Your task —
Find every line in the rows below that contains the string "query", and copy each one.

# # #

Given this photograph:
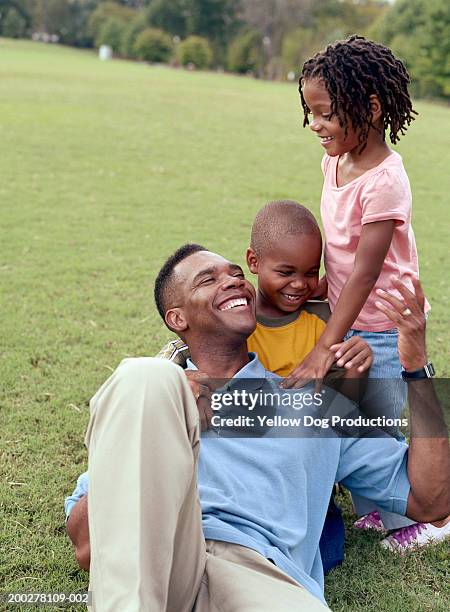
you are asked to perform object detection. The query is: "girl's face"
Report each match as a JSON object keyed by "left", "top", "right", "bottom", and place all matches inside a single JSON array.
[{"left": 302, "top": 79, "right": 360, "bottom": 157}]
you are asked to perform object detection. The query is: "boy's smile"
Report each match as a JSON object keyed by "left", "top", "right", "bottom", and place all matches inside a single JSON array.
[{"left": 247, "top": 234, "right": 322, "bottom": 318}]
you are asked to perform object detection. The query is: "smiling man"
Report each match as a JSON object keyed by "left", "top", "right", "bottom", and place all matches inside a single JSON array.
[{"left": 66, "top": 245, "right": 450, "bottom": 612}]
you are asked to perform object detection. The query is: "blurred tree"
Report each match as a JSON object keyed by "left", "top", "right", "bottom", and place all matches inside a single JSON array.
[
  {"left": 88, "top": 0, "right": 137, "bottom": 39},
  {"left": 177, "top": 36, "right": 213, "bottom": 70},
  {"left": 373, "top": 0, "right": 450, "bottom": 99},
  {"left": 240, "top": 0, "right": 314, "bottom": 58},
  {"left": 146, "top": 0, "right": 188, "bottom": 38},
  {"left": 0, "top": 0, "right": 33, "bottom": 29},
  {"left": 228, "top": 30, "right": 264, "bottom": 76},
  {"left": 185, "top": 0, "right": 238, "bottom": 46},
  {"left": 120, "top": 11, "right": 148, "bottom": 58},
  {"left": 135, "top": 28, "right": 173, "bottom": 62},
  {"left": 95, "top": 17, "right": 126, "bottom": 53},
  {"left": 0, "top": 6, "right": 27, "bottom": 38}
]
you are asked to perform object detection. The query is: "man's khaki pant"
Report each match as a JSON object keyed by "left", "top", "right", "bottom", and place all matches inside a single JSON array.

# # #

Response for this exercise —
you are asked to perform object detection. The query is: "girl's face"
you are asked to perform object detection. The query is: "boy's smile"
you are asked to perform object detection. The query is: "smiling man"
you are asked to perform object detection. The query is: "blurred tree"
you are asked to perform object detection. The query is: "man's khaki pant"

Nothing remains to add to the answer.